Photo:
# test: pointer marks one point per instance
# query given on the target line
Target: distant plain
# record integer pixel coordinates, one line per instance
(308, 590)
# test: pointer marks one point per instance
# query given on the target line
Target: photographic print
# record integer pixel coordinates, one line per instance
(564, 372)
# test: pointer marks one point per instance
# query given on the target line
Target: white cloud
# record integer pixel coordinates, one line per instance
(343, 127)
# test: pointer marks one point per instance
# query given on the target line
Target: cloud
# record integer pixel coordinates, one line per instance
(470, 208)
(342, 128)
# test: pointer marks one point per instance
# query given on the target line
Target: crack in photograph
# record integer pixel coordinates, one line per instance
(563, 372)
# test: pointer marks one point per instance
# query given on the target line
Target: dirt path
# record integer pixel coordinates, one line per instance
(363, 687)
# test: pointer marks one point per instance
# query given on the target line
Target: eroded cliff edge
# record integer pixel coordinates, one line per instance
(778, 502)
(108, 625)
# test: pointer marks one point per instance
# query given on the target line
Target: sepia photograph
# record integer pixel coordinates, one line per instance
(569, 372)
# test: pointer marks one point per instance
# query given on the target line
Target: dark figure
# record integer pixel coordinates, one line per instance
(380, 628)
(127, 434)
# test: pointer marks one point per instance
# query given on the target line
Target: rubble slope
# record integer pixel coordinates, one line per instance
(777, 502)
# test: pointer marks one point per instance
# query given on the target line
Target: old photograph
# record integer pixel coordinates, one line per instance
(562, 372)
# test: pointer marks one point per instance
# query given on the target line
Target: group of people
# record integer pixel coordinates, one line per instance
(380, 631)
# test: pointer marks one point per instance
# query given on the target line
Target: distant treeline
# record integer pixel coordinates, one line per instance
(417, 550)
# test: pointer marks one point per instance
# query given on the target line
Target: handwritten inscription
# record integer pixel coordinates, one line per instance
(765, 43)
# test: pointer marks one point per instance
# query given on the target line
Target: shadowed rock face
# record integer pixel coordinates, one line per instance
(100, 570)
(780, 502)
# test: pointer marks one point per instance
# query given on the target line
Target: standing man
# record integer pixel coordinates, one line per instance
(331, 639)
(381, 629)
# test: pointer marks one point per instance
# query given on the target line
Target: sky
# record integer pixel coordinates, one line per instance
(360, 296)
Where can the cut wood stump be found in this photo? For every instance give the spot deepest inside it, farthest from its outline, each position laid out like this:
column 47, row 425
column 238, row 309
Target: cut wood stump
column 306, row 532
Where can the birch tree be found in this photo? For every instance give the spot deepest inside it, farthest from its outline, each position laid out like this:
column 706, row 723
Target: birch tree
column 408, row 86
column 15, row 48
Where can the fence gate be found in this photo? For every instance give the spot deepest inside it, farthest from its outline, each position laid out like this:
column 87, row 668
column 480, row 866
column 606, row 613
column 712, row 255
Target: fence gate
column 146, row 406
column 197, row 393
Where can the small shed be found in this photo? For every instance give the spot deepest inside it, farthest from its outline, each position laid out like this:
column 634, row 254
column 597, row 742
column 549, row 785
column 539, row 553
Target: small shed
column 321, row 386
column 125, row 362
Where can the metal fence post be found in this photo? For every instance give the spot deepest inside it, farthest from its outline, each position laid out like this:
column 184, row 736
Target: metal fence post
-=-=-
TASK PROMPT: Print the data in full, with each line exactly as given.

OUTPUT BELOW:
Photo:
# test: pointer marks one point per instance
# query given on the target line
Target: distant plain
# record integer pixel coordinates, one line per instance
(308, 590)
# test: pointer marks one point per instance
# query given on the target line
Target: photographic print
# record integer pixel coordinates, one line per instance
(564, 372)
# test: pointer marks one point per instance
# query given on the target line
Target: white cloud
# record integer pixel coordinates, one line per instance
(343, 127)
# test: pointer marks one point per instance
# query given on the target line
Target: cloud
# record integer pixel coordinates, one line per instance
(470, 208)
(342, 128)
# test: pointer marks one point per instance
# query given on the target line
Target: crack in photograph
# record integer pixel coordinates, one line per instance
(563, 372)
# test: pointer marks one point per instance
# query given on the target line
Target: dirt path
# record integer pixel coordinates, one line per instance
(363, 687)
# test: pointer marks one point per instance
# query given on the target line
Target: eroded cliff edge
# record integer pixel coordinates, one line per instance
(778, 502)
(108, 625)
# test: pointer marks one point per instance
# query given on the target line
Target: sepia photograph
# record integer pixel coordinates, one line per instance
(569, 372)
# test: pointer marks one point per instance
# query given on the target line
Target: dark figure
# record integer pixel coordinates, one line per instance
(380, 628)
(127, 434)
# test: pointer marks one point per instance
# query given on the target line
Target: rubble slope
# record integer pixel coordinates, one line per instance
(777, 502)
# test: pointer marks one point per instance
# query given on the target line
Target: old photograph
# record integer pixel coordinates, one line per instance
(562, 372)
# test: pointer marks one point per instance
# query given on the target line
Target: group of people
# record integer pixel coordinates, one line per instance
(380, 631)
# test: pointer marks one point per instance
# query given on the target line
Target: distant treeline
# record integer pixel coordinates, one line per instance
(417, 550)
# test: pointer marks one point per instance
# query given on the target line
Target: handwritten inscription
# record integer pixel coordinates, one line per instance
(765, 43)
# test: pointer marks one point per instance
# query given on the target line
Target: shadowed rock face
# record integer pixel coordinates, one line per instance
(100, 570)
(780, 502)
# test: pointer marks one point per instance
# query given on the target line
Target: standing man
# record integer pixel coordinates, one line per instance
(331, 639)
(381, 629)
# test: pointer marks one point per instance
# query given on the target line
Target: sky
# record integer pixel coordinates, one line per instance
(360, 296)
Where can the cut wood stump be found in this photo? For every instance give the spot deepest inside it, farthest from its outline, each position laid out like this:
column 47, row 425
column 238, row 309
Target: cut wood stump
column 306, row 532
Where can the birch tree be found in this photo? For every instance give the spot deepest inside it, farthest from its outline, each position laid out like this:
column 706, row 723
Target: birch tree
column 408, row 86
column 15, row 48
Where can the fence gate be found in this photo? For every instance give the spot deepest inside it, farthest from its outline, each position laid out like this:
column 87, row 668
column 480, row 866
column 606, row 613
column 712, row 255
Target: fence gate
column 146, row 406
column 197, row 393
Where can the small shed be found in this photo? For every instance give the spot deepest inside it, farthest from its outline, each position laid out like this:
column 634, row 254
column 597, row 742
column 549, row 785
column 539, row 553
Target: small shed
column 321, row 386
column 125, row 362
Where can the metal fence post be found in this photo? For every instance give the spot deepest inside it, farthest from its outline, each position laid out like this:
column 184, row 736
Target: metal fence post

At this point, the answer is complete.